- EJERCICIOS PROPUESTOS:
a - Transcribe del texto sobre Felipe el Hermoso todo lo que va desde "El 20 de diciembre" hasta "de todo esto.", incluidos ambos extremos.
b - Según el texto sobre Felipe el Hermoso, ¿en qué ciudad dejaron Felipe y Juana a sus hijos el 20 de diciembre de 1505?

- PÁGINA:
++++++++++
El 20 de diciembre de 1505, Felipe el Hermoso y su mujer Juana dejaron a sus hijos en Malinas —entre ellos a Carlos, ya príncipe de Castilla— y se prepararon para viajar a España, que tenían un reino que atender y esas cosas. Aunque, insisto, quien tenía un reino que atender era Juana, que para eso era la hija de Isabel y Fernando, esto es, los Reyes Católicos. O sea, la reina era ella. El caso es que Felipe, con la muerte de Isabel, vio la oportunidad de decir aquello tan español —a pesar de ser flamenco— de qué pasa con lo mío toda vez que la muerte de Isabel dejaba el camino expedito a su hija Juana para que heredera Castilla dado que, con aquella muerte, Fernando quedaba únicamente como rey de Aragón. Y a él lo que le gustaba de verdad era mandar, y más estando como estaba su mujer. Sin embargo, el asunto dio para mucho. Y ahora entenderéis el porqué de todo esto.
++++++++++
Registros de anotación de límites:
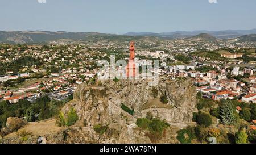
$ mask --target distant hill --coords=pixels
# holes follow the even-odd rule
[[[174,31],[170,32],[163,33],[154,33],[151,32],[129,32],[124,34],[129,36],[157,36],[159,37],[173,38],[173,39],[182,39],[189,37],[197,35],[201,33],[208,33],[213,36],[223,39],[229,39],[237,38],[245,35],[256,33],[256,29],[249,30],[227,30],[223,31],[205,31],[199,30],[193,31]]]
[[[217,43],[221,41],[220,40],[214,37],[214,36],[205,33],[201,33],[198,35],[196,35],[192,37],[188,37],[186,40],[190,41],[203,41],[206,42]]]
[[[44,43],[51,41],[68,40],[70,41],[101,40],[127,41],[146,39],[155,41],[155,36],[125,36],[98,32],[49,32],[40,31],[0,31],[0,42],[10,44]]]
[[[237,41],[256,41],[256,34],[243,35],[238,37]]]

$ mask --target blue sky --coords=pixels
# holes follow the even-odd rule
[[[256,28],[255,0],[217,1],[1,0],[0,30],[120,34]]]

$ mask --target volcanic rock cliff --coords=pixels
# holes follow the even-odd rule
[[[152,93],[153,88],[157,90],[156,94]],[[167,104],[160,100],[162,96],[167,97]],[[196,96],[195,87],[190,80],[162,79],[155,87],[150,86],[145,80],[84,83],[77,88],[74,99],[62,110],[64,114],[71,107],[76,110],[79,119],[75,125],[40,136],[49,143],[150,143],[147,132],[135,122],[137,118],[151,113],[171,124],[158,143],[177,143],[176,132],[180,127],[193,124],[193,112],[197,112]],[[121,108],[122,105],[133,110],[133,115]],[[108,127],[104,134],[94,131],[94,127],[98,125]],[[2,143],[20,143],[14,142],[14,139],[9,138]],[[36,143],[36,137],[30,140],[28,143]]]

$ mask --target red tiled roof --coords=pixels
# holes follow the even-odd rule
[[[255,95],[256,95],[256,93],[247,95],[244,96],[244,97],[246,98],[249,98],[254,97]]]
[[[13,100],[13,99],[21,99],[21,98],[22,98],[22,97],[16,96],[16,97],[13,97],[7,98],[5,99],[5,100]]]
[[[13,94],[13,93],[7,92],[7,93],[5,93],[5,97],[9,97],[9,96],[11,96],[12,94]]]
[[[250,127],[253,130],[256,130],[256,126],[255,125],[251,125]]]
[[[203,90],[204,91],[214,91],[216,90],[216,89],[214,88],[210,88],[210,89],[206,89]]]
[[[242,108],[240,106],[237,106],[237,109],[239,111],[241,111]]]

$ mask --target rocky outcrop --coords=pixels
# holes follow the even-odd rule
++++++++++
- RESULTADOS:
a -
El 20 de diciembre de 1505, Felipe el Hermoso y su mujer Juana dejaron a sus hijos en Malinas —entre ellos a Carlos, ya príncipe de Castilla— y se prepararon para viajar a España, que tenían un reino que atender y esas cosas. Aunque, insisto, quien tenía un reino que atender era Juana, que para eso era la hija de Isabel y Fernando, esto es, los Reyes Católicos. O sea, la reina era ella. El caso es que Felipe, con la muerte de Isabel, vio la oportunidad de decir aquello tan español —a pesar de ser flamenco— de qué pasa con lo mío toda vez que la muerte de Isabel dejaba el camino expedito a su hija Juana para que heredera Castilla dado que, con aquella muerte, Fernando quedaba únicamente como rey de Aragón. Y a él lo que le gustaba de verdad era mandar, y más estando como estaba su mujer. Sin embargo, el asunto dio para mucho. Y ahora entenderéis el porqué de todo esto.

b - En Malinas.